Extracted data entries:
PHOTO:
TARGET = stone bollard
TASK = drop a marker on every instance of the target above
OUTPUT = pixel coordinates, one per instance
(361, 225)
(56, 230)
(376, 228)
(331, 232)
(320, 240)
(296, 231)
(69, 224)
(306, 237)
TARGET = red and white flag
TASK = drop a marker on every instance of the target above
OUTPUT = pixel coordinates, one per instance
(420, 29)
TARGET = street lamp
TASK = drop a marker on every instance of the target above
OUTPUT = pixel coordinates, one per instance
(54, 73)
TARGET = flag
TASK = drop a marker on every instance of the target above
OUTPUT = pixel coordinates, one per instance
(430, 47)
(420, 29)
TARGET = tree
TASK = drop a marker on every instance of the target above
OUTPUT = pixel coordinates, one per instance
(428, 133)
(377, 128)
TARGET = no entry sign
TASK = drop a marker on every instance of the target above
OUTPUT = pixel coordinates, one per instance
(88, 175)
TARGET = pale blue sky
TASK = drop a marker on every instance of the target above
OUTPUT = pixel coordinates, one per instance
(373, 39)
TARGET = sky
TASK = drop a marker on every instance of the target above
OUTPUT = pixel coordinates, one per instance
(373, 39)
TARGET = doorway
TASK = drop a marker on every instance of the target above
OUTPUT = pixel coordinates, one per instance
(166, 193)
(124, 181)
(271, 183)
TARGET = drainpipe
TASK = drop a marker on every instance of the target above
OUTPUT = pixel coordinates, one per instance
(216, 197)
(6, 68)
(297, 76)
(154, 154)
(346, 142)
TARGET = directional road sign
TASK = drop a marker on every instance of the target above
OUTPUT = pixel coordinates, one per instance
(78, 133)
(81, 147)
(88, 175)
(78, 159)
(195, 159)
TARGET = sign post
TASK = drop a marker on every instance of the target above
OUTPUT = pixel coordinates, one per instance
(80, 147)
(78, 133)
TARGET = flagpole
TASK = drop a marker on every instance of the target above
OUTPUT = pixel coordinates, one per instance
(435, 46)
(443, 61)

**Problem to work on**
Rewrite every line of the records above as a numbered list, omitting any blank lines.

**Result**
1. PHOTO:
2. TARGET = stone bollard
3. TASK = drop a marker on every instance of the target above
4. OUTPUT = pixel coordinates, one per instance
5. (361, 225)
6. (56, 230)
7. (376, 228)
8. (331, 232)
9. (320, 240)
10. (296, 231)
11. (69, 224)
12. (306, 237)
13. TARGET = red and white flag
14. TASK = drop a marker on every instance of the target above
15. OUTPUT = pixel coordinates, one per instance
16. (420, 29)
17. TARGET = street lamp
18. TASK = drop a marker on every instance of the target above
19. OUTPUT = pixel coordinates, one per instance
20. (54, 73)
21. TARGET = flag
22. TASK = drop a marker on every instance of the target above
23. OUTPUT = pixel coordinates, one per instance
24. (430, 47)
25. (420, 29)
26. TARGET = tree
27. TASK = drop a marker on every instance of the target above
28. OUTPUT = pixel coordinates, one per instance
29. (428, 133)
30. (377, 128)
31. TARGET = no entry sign
32. TASK = drop a marker on every instance of the target above
33. OUTPUT = pixel coordinates, one per instance
34. (88, 175)
35. TARGET = pale blue sky
36. TASK = drop a marker on every instance of the target above
37. OUTPUT = pixel coordinates, one per instance
38. (373, 39)
39. TARGET = sky
40. TASK = drop a marker on every instance of the target above
41. OUTPUT = pixel coordinates, one per instance
42. (373, 39)
43. TARGET = doorway
44. TASK = drop a marker on every instance of the target above
45. OUTPUT = pixel coordinates, one per instance
46. (166, 193)
47. (124, 181)
48. (271, 183)
49. TARGET = drainpipe
50. TASK = drop a marker on every instance of the target above
51. OUTPUT = pixel coordinates, one per instance
52. (216, 197)
53. (6, 68)
54. (297, 76)
55. (154, 154)
56. (346, 142)
57. TARGET = directional road sign
58. TASK = drop a marker on every instance of the target above
59. OUTPUT = pixel coordinates, one per instance
60. (78, 133)
61. (81, 147)
62. (88, 175)
63. (78, 159)
64. (195, 159)
65. TARGET = sign post
66. TASK = drop a marker on every instance of the target above
67. OUTPUT = pixel coordinates, one per instance
68. (80, 147)
69. (78, 133)
70. TARGET = flagpole
71. TASK = drop a marker on every instance of the target above
72. OUTPUT = pixel coordinates, one per instance
73. (435, 46)
74. (443, 61)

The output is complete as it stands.